▸ **Texte cité**
***
Le ciel chinois s’assombrit pour les investisseurs

Le conglomérat immobilier Evergrande dévisse à nouveau en Bourse. Ses difficultés financières ne sont pas nouvelles mais elles s’inscrivent désormais dans un contexte de défiance des investisseurs pour les titres chinois et d’une pression plus forte des autorités sur les entreprises chinoises cotées.
Le conglomérat immobilier Evergrande aurait plus de 300 milliards d'euros d'engagements financiers.
Le conglomérat immobilier Evergrande aurait plus de 300 milliards d'euros d'engagements financiers. (Crédits : Reuters)
***
▸ **Données recueillies**
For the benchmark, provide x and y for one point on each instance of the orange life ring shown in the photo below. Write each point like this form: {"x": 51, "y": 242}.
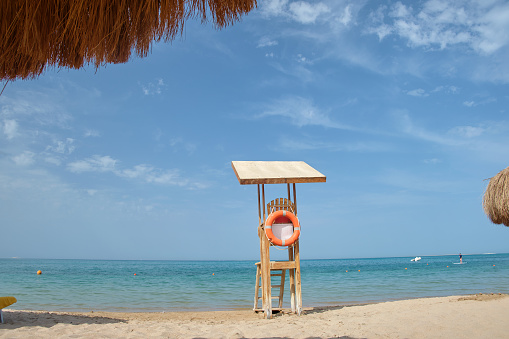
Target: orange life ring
{"x": 282, "y": 217}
***
▸ **Exercice écrit A**
Répondez aux questions suivantes à l'aide de l'article sur Evergrande.
(i) À combien s'élèveraient les engagements financiers d'Evergrande ?
(ii) Envers quels titres les investisseurs font-ils preuve de défiance ?
(iii) Sur quelles entreprises les autorités exercent-elles une pression plus forte ?
▸ **Exercice écrit B**
Recopiez le passage de l'article sur Evergrande qui va de « Le ciel chinois » jusqu'à « entreprises chinoises cotées. » inclus.

▸ **Corrigé détaillé A**
(i) À plus de 300 milliards d'euros.
(ii) Envers les titres chinois.
(iii) Sur les entreprises chinoises cotées.

▸ **Corrigé détaillé B**
Le ciel chinois s’assombrit pour les investisseurs

Le conglomérat immobilier Evergrande dévisse à nouveau en Bourse. Ses difficultés financières ne sont pas nouvelles mais elles s’inscrivent désormais dans un contexte de défiance des investisseurs pour les titres chinois et d’une pression plus forte des autorités sur les entreprises chinoises cotées.